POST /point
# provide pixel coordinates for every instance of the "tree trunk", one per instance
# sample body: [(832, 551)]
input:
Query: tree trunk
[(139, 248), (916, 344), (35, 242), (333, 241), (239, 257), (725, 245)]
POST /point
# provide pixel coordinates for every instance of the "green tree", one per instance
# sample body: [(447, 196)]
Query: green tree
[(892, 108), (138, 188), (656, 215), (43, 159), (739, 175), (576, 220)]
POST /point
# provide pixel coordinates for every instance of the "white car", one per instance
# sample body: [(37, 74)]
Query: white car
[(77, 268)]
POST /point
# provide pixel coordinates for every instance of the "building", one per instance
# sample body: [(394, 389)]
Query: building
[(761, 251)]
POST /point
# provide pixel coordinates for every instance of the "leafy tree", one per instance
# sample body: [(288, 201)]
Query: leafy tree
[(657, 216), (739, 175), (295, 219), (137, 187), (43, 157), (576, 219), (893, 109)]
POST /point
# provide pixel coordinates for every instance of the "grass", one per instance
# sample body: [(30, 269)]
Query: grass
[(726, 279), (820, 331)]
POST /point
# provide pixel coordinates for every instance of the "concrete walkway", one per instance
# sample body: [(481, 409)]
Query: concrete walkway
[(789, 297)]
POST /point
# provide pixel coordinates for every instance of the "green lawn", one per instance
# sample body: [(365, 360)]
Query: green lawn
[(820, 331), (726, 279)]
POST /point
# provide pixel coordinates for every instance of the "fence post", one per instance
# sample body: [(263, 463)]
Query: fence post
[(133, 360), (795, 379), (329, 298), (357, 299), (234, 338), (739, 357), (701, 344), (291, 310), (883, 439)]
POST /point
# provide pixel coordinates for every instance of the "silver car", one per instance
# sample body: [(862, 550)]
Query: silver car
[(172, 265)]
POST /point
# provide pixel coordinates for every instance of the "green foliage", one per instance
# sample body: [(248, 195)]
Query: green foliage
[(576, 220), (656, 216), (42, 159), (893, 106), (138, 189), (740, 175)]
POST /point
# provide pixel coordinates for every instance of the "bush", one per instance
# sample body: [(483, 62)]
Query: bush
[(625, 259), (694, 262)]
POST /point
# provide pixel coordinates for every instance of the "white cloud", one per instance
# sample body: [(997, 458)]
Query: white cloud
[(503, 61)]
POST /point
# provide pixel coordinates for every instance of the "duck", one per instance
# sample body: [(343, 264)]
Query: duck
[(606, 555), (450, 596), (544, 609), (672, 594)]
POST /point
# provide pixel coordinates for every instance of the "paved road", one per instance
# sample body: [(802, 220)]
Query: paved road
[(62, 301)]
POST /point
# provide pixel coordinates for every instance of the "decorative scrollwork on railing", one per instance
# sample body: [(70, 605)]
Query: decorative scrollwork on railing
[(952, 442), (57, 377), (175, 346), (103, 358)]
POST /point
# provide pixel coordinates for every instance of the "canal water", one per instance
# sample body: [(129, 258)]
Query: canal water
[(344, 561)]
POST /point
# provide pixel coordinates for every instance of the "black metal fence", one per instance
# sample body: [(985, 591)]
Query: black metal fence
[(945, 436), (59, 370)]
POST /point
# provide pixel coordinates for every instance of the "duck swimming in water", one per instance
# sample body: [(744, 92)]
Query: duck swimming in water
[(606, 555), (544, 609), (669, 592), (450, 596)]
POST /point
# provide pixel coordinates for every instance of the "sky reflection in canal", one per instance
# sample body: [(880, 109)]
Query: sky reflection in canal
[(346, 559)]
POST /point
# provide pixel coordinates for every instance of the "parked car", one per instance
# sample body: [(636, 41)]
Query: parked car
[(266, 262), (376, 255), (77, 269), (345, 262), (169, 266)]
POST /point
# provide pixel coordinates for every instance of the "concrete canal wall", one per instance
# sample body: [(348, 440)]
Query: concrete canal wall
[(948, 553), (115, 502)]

* * *

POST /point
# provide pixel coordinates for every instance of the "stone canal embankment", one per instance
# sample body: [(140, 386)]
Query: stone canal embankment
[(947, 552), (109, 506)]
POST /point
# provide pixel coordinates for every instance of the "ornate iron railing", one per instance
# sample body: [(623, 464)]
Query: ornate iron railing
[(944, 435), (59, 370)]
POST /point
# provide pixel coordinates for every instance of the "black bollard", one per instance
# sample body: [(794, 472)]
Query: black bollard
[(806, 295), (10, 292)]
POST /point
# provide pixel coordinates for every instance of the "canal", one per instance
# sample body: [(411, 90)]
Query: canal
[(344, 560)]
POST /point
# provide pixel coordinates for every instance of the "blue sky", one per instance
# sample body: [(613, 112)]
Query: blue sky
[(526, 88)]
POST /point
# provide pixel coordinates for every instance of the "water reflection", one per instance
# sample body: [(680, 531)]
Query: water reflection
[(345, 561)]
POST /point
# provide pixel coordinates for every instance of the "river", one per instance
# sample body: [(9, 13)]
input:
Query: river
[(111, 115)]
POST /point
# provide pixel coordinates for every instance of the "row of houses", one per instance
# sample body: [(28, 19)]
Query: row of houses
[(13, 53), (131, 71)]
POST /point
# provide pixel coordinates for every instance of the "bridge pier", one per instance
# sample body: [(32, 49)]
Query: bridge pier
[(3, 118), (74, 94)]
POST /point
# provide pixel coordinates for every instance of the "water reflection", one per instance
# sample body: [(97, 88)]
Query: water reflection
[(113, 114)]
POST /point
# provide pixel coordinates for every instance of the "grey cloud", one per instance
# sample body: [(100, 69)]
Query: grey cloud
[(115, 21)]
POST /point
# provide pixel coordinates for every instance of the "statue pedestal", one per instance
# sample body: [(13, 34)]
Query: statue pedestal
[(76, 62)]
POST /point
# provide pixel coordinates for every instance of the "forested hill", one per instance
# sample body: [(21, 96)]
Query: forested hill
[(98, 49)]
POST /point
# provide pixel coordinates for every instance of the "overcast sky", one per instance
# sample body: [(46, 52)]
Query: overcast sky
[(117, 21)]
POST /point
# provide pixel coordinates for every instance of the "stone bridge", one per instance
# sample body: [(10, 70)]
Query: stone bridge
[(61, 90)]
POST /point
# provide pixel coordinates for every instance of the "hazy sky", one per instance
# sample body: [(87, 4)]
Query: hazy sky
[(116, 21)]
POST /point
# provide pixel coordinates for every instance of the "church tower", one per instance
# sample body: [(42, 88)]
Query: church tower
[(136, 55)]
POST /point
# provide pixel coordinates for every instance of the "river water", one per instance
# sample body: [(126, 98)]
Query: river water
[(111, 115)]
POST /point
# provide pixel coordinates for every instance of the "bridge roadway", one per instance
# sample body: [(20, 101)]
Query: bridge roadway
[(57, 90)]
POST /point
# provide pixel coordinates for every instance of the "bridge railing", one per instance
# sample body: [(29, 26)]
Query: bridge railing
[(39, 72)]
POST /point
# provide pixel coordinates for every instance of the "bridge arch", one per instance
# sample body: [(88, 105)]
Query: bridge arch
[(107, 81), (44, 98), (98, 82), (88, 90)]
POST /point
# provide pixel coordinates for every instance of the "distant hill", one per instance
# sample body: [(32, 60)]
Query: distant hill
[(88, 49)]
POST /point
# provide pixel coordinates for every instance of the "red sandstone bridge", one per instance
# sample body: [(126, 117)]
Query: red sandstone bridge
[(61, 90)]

...

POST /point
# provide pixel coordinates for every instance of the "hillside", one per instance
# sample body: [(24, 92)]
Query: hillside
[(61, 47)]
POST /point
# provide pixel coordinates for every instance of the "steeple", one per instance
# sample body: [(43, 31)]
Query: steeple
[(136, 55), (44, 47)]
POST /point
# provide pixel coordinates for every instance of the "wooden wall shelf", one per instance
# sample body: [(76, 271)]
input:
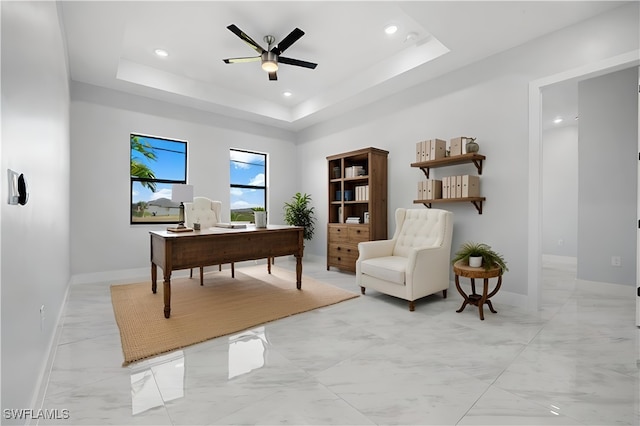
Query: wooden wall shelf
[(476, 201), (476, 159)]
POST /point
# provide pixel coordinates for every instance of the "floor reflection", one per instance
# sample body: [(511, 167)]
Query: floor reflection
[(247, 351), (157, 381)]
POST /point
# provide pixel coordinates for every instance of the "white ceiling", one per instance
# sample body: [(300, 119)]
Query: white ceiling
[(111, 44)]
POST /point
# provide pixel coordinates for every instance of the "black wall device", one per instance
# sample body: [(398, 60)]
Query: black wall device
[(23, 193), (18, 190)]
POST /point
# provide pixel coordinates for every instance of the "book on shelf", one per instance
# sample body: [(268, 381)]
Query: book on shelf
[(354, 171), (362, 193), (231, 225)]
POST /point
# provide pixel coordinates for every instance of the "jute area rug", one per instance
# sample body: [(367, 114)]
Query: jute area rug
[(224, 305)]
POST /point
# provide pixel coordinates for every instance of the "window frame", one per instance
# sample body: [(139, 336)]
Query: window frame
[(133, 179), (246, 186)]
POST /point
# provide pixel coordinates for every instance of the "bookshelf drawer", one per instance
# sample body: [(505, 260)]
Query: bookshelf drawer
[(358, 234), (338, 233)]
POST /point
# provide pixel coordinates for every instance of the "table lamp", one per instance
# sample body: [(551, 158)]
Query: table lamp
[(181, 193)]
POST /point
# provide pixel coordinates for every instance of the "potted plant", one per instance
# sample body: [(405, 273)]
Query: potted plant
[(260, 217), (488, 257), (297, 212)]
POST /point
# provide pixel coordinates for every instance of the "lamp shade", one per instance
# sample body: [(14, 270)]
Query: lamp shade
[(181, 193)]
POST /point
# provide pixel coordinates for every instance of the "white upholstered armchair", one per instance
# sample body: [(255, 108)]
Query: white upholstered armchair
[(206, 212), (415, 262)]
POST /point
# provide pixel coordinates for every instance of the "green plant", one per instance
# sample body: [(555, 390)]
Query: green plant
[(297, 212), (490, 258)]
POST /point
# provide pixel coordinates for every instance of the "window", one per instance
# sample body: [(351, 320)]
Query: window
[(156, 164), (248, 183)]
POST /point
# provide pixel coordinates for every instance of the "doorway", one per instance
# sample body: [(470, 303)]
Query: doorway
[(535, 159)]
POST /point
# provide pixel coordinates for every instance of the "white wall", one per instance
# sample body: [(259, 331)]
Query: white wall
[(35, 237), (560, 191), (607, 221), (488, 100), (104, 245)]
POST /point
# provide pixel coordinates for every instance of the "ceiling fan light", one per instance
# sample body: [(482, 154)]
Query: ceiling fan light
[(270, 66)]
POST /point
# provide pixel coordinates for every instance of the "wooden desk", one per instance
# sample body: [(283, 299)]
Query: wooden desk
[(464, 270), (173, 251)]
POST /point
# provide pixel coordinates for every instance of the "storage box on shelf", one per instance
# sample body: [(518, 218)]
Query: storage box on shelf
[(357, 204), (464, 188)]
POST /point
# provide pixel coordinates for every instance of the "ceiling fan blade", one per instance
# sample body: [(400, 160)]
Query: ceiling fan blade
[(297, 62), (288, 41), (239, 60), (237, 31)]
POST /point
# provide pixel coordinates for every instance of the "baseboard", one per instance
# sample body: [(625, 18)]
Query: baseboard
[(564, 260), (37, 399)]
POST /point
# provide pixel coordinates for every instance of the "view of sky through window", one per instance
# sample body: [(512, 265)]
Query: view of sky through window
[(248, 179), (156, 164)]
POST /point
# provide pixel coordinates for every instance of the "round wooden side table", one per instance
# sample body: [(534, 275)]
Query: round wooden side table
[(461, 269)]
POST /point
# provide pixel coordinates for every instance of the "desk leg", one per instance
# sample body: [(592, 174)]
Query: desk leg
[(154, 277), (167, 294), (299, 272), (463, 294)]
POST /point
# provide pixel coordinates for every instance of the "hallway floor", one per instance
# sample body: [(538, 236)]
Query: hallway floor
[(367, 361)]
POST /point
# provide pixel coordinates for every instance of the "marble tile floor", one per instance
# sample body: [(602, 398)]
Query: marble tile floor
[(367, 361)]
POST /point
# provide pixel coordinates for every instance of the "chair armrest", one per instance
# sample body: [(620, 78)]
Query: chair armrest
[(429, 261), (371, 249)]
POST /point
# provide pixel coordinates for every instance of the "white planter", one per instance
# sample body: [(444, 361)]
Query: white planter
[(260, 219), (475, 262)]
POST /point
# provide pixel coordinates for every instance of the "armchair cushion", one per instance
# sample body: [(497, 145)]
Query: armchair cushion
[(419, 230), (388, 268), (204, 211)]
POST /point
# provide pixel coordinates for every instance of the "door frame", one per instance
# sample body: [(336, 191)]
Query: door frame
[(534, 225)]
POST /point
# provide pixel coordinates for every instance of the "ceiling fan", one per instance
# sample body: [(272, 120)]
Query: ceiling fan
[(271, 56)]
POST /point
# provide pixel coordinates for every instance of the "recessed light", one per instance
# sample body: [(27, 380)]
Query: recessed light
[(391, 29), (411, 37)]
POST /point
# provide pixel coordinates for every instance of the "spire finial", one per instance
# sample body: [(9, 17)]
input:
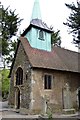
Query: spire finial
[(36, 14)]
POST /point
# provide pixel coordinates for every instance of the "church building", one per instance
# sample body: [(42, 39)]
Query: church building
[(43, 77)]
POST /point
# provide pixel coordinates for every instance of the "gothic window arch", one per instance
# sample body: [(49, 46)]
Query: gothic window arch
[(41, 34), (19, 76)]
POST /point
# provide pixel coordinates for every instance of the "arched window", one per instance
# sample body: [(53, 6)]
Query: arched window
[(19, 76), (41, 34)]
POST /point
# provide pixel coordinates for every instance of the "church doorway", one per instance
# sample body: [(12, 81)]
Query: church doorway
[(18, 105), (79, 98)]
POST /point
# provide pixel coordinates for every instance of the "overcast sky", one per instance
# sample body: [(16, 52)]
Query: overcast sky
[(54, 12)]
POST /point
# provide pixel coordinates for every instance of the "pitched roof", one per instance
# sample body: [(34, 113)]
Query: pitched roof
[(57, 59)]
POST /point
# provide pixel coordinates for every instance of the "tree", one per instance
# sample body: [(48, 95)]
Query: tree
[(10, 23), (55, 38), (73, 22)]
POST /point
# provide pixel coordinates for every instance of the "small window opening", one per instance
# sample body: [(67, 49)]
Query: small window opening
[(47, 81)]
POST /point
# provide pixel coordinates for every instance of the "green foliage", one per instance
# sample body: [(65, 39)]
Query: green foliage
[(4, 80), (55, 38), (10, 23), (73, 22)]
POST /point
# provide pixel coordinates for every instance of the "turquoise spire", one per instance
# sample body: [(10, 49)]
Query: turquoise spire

▸ **Problem details**
Counting only lines of the data above that hold "turquoise", report the total and nothing else.

▸ **Written answer**
2